=== Exercise aim ===
Rewrite the listing from its start through the line with "column 116, row 201", swapping "traffic monitoring" for "traffic surveillance" and changing nothing else. Leave the pictures out.

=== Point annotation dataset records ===
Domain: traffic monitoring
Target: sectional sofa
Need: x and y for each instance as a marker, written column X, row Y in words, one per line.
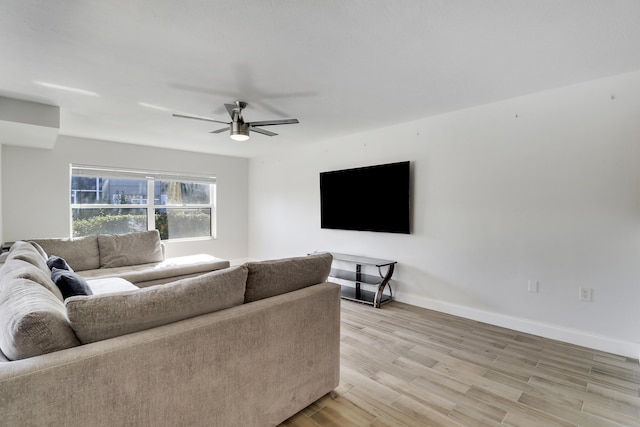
column 248, row 345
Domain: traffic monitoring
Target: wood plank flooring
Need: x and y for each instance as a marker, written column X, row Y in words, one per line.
column 407, row 366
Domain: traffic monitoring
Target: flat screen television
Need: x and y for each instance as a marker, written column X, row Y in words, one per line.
column 372, row 198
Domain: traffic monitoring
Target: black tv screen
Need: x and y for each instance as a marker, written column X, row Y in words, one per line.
column 372, row 198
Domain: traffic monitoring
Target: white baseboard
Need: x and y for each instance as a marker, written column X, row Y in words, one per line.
column 573, row 336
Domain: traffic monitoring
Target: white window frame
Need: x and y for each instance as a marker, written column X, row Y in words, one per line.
column 150, row 206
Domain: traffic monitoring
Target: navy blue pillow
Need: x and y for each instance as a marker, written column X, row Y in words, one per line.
column 70, row 283
column 58, row 262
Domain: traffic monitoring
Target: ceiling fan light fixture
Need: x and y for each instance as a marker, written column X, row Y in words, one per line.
column 239, row 131
column 239, row 136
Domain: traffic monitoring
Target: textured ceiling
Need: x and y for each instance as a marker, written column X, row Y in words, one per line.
column 339, row 66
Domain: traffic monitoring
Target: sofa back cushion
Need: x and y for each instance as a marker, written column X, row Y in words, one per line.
column 119, row 250
column 275, row 277
column 81, row 253
column 27, row 252
column 98, row 317
column 17, row 269
column 33, row 320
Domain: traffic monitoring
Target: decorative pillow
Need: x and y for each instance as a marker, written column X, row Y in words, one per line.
column 58, row 262
column 81, row 253
column 119, row 250
column 70, row 283
column 98, row 317
column 275, row 277
column 32, row 321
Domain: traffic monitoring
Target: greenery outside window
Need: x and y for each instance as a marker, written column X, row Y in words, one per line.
column 116, row 201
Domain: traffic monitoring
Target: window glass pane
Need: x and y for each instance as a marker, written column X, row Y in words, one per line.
column 181, row 223
column 88, row 222
column 179, row 193
column 111, row 191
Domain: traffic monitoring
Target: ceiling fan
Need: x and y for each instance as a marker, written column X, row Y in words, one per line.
column 238, row 128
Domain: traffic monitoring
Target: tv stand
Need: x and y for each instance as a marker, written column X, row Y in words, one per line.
column 358, row 277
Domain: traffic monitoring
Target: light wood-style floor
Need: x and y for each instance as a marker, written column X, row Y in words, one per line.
column 407, row 366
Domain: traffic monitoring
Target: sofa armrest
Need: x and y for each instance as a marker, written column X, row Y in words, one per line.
column 250, row 365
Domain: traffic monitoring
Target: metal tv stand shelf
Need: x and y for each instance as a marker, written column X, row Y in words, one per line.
column 357, row 276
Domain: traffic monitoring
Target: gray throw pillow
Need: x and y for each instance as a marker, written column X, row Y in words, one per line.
column 81, row 253
column 275, row 277
column 58, row 262
column 70, row 283
column 98, row 317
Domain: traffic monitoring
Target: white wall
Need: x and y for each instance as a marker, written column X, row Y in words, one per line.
column 544, row 187
column 36, row 189
column 1, row 228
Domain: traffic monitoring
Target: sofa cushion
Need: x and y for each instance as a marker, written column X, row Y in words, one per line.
column 81, row 253
column 269, row 278
column 70, row 283
column 109, row 285
column 117, row 250
column 32, row 321
column 27, row 252
column 58, row 262
column 18, row 269
column 99, row 317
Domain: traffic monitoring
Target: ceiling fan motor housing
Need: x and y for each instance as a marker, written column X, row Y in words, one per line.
column 239, row 131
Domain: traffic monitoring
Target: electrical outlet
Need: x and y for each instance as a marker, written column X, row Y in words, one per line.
column 584, row 294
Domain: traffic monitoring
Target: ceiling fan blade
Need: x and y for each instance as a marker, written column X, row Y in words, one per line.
column 262, row 131
column 274, row 122
column 220, row 130
column 182, row 116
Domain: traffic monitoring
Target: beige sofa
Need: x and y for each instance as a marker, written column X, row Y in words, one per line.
column 248, row 345
column 136, row 257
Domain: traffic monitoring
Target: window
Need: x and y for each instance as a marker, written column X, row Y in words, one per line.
column 115, row 201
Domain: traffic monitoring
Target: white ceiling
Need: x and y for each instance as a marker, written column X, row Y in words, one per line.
column 339, row 66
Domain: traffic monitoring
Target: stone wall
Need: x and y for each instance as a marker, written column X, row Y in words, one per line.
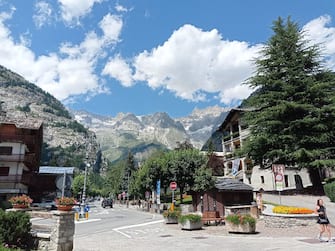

=== Task solution ===
Domain: traffic surveillance
Target: sectional sofa
Need: x and y for each instance as a marker, written column X, row Y in words, one per line.
column 248, row 345
Domain: traffic surveillance
Target: wood plank flooring
Need: x and y for each instance as a marker, written column X, row Y in words, one per line.
column 407, row 366
Domain: traffic surveillance
Target: flat screen television
Need: x and y for each instance as a marker, written column X, row Y in words, one per line.
column 372, row 198
Domain: traffic surveillance
Target: black tv screen
Need: x and y for each instance as a marker, written column X, row Y in words, one per line.
column 372, row 198
Domain: traffic surveillance
Target: white baseboard
Need: x and y for each instance as a marker, written column X, row Y in words, one per line.
column 573, row 336
Domain: traffic surveillance
Target: white window frame
Need: x and y for each instance as a marker, written column X, row Y in words, one per line.
column 150, row 206
Domain: traffic surveillance
Target: navy blue pillow
Need: x and y for each instance as a marker, written column X, row Y in words, one per line.
column 70, row 283
column 58, row 262
Domain: traffic surveillance
Target: ceiling fan light fixture
Need: x and y for each instance as a marker, written column X, row Y in words, one per line.
column 239, row 131
column 239, row 136
Domain: traffic surveillance
Target: textured ceiling
Need: x and y for each instance as a marker, written column X, row Y in words, one per line.
column 339, row 66
Domain: traffic surveillance
Target: sofa back cushion
Need: x and y for each instance as a marker, written column X, row Y in words, one per line.
column 119, row 250
column 275, row 277
column 81, row 253
column 27, row 252
column 98, row 317
column 17, row 269
column 33, row 320
Domain: traffic surveillance
Target: decorative pillow
Need: x and y for each instance as a marker, written column X, row Y in words, one per line.
column 58, row 262
column 81, row 253
column 119, row 250
column 70, row 283
column 98, row 317
column 275, row 277
column 32, row 321
Domain: traffic surveillance
Target: greenery outside window
Need: x and y for each instance as a marker, written column X, row Y in words, one per line.
column 116, row 201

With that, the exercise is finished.